Your tasks:
[a] Answer these questions from the introduction on Anne Kaier's collection:
(i) What skin disorder does the poet have?
(ii) Which award did the collection win?
(iii) At what age did Kaier start writing seriously?
[b] Reproduce the introduction on Anne Kaier's collection between "Anne Kaier’s How" and "a sexual being?", inclusive, substituting "verse memoir" for "memoir-in-verse".

Selection:

Poetry Interview by Autumn Konopka
A CONVERSATION WITH ANNE KAIER, AUTHOR OF HOW CAN I SAY IT WAS NOT ENOUGH?
Anne Kaier’s How Can I Say It Was Not Enough? is a breathtaking debut poetry collection, with poems that are masterfully crafted, emotionally stunning, and profoundly vulnerable, even shocking at times. The collection — which has been described as a memoir-in-verse — explores how the poet’s skin disorder, ichthyosis, has influenced her life and relationships, reflecting largely on one question: How does a woman with a disability see herself as a sexual being?
But How Can I Say It Was Not Enough?, which won the 2025 Propel Poetry Award, is about so much more than sex or romance. Each of the book’s five sections focuses on a different sphere of connection — from doctors to family to lovers, even the natural world. In every space and relationship, Kaier reckons with what it means to exist in her body — a body at once delicate and determined, a body repeatedly misunderstood and underestimated, that both yearns to be seen and depends upon shadows.
A Philadelphia-based poet and essayist, Anne Kaier holds advanced degrees from Oxford and Harvard and only began writing seriously at fifty. In the thirty years since, she’s published widely and taught creative writing throughout the Philadelphia area for many years. In our conversation, we discussed the differences between writing poetry and creative nonfiction, how she composed this debut collection, and what it means to stay loyal to your internal voice.

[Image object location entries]
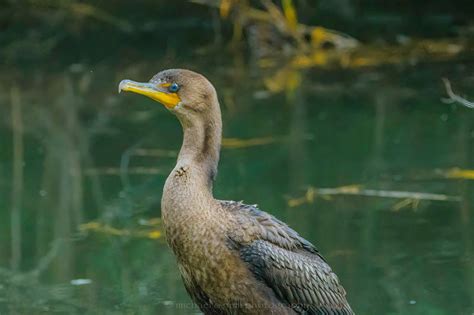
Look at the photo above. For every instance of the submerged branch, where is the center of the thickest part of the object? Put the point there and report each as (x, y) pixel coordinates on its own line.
(454, 98)
(357, 190)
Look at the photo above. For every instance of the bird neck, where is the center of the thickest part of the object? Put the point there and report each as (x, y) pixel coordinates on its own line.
(201, 146)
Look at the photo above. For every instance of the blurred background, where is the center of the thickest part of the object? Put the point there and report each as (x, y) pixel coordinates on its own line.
(336, 120)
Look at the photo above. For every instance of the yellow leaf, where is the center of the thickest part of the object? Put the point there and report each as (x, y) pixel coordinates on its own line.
(319, 35)
(290, 14)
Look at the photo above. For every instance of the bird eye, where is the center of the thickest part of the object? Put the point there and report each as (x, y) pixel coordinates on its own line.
(174, 87)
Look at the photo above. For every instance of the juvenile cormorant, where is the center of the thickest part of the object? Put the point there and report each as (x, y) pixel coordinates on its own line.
(233, 257)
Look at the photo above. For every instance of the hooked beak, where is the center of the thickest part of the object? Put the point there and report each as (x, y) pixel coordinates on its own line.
(153, 91)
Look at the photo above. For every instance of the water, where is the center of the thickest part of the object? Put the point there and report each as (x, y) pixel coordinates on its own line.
(80, 186)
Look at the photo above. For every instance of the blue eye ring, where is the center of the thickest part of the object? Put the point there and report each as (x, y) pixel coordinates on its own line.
(173, 88)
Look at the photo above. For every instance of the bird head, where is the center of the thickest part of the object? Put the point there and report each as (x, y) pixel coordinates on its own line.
(185, 93)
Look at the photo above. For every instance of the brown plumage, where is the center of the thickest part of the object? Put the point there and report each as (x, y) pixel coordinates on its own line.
(234, 258)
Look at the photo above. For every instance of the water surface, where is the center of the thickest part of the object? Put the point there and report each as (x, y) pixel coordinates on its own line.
(82, 169)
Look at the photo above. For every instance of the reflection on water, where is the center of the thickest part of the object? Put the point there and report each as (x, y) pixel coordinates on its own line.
(82, 172)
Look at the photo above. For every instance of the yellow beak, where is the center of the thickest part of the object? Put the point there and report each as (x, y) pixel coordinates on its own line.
(157, 93)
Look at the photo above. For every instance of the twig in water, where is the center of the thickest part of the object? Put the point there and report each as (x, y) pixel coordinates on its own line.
(358, 190)
(454, 98)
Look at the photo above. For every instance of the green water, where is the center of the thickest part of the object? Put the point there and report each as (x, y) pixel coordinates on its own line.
(68, 156)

Results of the exercise:
[a]
(i) Ichthyosis
(ii) The 2025 Propel Poetry Award
(iii) Fifty

[b]
Anne Kaier’s How Can I Say It Was Not Enough? is a breathtaking debut poetry collection, with poems that are masterfully crafted, emotionally stunning, and profoundly vulnerable, even shocking at times. The collection — which has been described as a verse memoir — explores how the poet’s skin disorder, ichthyosis, has influenced her life and relationships, reflecting largely on one question: How does a woman with a disability see herself as a sexual being?